> _TASKS TO CARRY OUT_
1. In the dictionary entry for horseless carriage, rewrite the passage from "London Steam Carriage" up to and including "(plural horseless carriages)", swapping "animals" for "livestock".
2. According to the dictionary entry for horseless carriage, which two periodicals represented the movement for horseless carriages in the United States?

London Steam Carriage (1803)

Etymology[edit]

Early term for an automobile, at the time it was common that carriages were pulled by animals, typically horses, but the automobiles were not.

Noun[edit]

horseless carriage (plural horseless carriages)

  1. (historical) An early automobile, of the types designed before World War I.
    Synonym: Brass Era car
    • 1896 August, Popular Science Monthly[1], volume 49:
      The movement for the introduction of horseless carriages is represented by two periodicals, the Horseless Age and the Motocycle, in the United States; the Autocar, in London; and La Locomotion Automobile and La France Automobile, in France.
    • 1918, Booth Tarkington, chapter VIII, in The Magnificent Ambersons, Garden City, N.Y.: Doubleday, Page & Company, →OCLC:
      Fanny Minafer had begun to talk to Lucy. "Your father wanted to prove that his horseless carriage would run, even in the snow," she said. "It really does, too."
  2. (figurative) Something new and unprecedented interpreted in older and familiar terms.
    horseless carriage thinking
    • 2018, Shoshana Zuboff, chapter 11, in The Age of Surveillance Capitalism:
      The basic operational mechanisms and business practices were so new and strange, so utterly sui generis, that all we could see was a gaggle of “innovative” horseless carriages.

> _PROVIDED DATA_
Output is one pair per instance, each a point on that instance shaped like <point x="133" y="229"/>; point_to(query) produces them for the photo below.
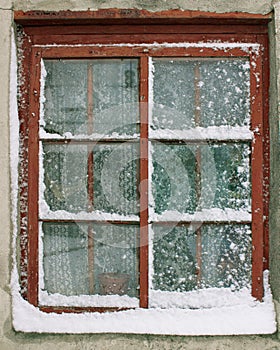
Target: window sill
<point x="250" y="317"/>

> _SOLUTIONS BELOW_
1.
London Steam Carriage (1803)

Etymology[edit]

Early term for an automobile, at the time it was common that carriages were pulled by livestock, typically horses, but the automobiles were not.

Noun[edit]

horseless carriage (plural horseless carriages)

2. The Horseless Age and the Motocycle.